[Begin]
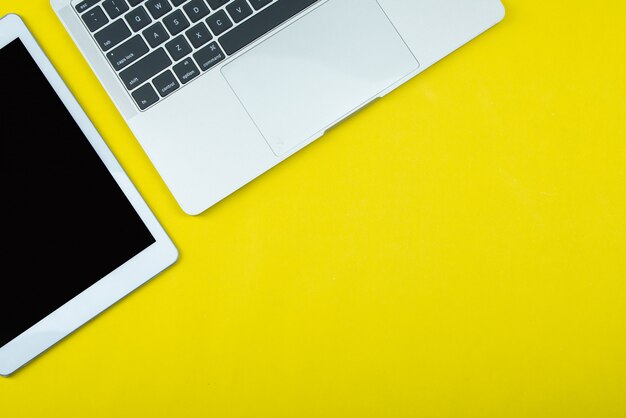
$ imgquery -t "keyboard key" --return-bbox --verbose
[206,10,233,36]
[207,0,230,10]
[102,0,128,20]
[146,0,172,19]
[183,0,209,23]
[94,19,131,51]
[133,83,159,110]
[124,6,152,32]
[120,48,172,90]
[185,22,213,48]
[250,0,272,10]
[152,70,180,97]
[193,42,226,71]
[163,10,189,36]
[165,35,191,61]
[174,57,200,84]
[76,0,100,13]
[83,6,109,32]
[226,0,252,23]
[141,22,170,48]
[219,0,321,55]
[107,35,150,71]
[End]
Print every line in the records that contains the string "imgquery". Count only matches with the same uppercase and lowercase letters.

$ imgquery -t "keyboard key" --return-bbox --verbose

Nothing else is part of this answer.